── Record extracts ──
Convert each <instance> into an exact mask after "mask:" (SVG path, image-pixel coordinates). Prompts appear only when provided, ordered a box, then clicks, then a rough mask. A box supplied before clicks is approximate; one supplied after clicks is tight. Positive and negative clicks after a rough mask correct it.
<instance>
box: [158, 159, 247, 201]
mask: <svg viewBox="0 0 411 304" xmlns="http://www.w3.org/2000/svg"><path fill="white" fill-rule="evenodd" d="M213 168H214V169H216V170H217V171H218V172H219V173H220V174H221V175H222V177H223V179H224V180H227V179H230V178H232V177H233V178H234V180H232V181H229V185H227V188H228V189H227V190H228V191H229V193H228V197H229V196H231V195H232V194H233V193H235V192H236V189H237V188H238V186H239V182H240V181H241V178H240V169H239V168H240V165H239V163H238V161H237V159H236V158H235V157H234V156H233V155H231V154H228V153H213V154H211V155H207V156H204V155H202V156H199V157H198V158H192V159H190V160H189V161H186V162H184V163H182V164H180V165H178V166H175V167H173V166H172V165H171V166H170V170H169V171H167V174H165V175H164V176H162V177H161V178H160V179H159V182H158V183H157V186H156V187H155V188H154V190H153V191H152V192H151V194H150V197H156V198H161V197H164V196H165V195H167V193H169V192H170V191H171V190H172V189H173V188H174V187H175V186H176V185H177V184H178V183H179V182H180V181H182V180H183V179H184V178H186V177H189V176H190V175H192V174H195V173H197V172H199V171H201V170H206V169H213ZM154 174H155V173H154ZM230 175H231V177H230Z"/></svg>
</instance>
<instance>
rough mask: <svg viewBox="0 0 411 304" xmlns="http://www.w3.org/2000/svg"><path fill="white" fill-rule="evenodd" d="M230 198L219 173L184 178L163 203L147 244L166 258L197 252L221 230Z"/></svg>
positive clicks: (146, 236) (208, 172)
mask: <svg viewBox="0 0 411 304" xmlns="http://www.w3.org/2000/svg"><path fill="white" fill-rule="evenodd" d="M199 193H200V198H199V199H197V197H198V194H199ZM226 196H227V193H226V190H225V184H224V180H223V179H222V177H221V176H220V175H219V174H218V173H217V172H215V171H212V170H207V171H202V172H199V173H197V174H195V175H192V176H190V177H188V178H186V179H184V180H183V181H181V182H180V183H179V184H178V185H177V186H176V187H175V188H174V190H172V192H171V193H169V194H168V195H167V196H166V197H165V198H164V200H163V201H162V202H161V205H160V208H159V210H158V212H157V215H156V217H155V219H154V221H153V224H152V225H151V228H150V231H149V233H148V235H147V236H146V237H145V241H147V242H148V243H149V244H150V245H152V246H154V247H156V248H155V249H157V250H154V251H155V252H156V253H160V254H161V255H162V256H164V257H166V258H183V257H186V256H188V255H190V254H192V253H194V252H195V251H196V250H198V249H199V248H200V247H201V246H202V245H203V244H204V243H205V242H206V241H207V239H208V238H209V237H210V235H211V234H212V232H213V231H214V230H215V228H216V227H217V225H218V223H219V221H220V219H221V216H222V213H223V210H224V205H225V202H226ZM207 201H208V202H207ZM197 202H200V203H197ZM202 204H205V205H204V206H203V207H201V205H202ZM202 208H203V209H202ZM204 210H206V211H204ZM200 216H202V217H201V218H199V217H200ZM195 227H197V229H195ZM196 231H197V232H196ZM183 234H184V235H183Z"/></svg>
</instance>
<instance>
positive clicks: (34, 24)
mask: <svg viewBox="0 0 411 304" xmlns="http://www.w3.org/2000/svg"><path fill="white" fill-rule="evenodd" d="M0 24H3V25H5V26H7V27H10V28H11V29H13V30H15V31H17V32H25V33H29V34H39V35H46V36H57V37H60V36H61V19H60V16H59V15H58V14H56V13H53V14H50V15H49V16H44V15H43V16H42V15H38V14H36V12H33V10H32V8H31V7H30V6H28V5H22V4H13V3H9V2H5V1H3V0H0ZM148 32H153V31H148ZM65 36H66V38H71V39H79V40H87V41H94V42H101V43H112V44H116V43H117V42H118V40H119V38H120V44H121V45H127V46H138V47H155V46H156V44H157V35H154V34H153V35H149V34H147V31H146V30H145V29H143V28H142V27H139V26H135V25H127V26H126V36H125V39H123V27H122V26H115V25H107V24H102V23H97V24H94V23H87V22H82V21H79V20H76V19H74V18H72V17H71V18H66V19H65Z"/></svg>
───
Work request
Wherever the string "rough" occurs in the entries, copy that whole line.

Exercise output
Convert each <instance> into an exact mask after "mask:" (SVG path, image-pixel coordinates). Prompts appear only when provided, ordered a box, then clicks, then a rough mask. A box supplied before clicks is approximate; one supplied after clicks is tight. Positive and negative clicks after a rough mask correct it.
rough mask: <svg viewBox="0 0 411 304" xmlns="http://www.w3.org/2000/svg"><path fill="white" fill-rule="evenodd" d="M230 198L219 173L184 178L163 203L147 244L166 258L197 252L221 230Z"/></svg>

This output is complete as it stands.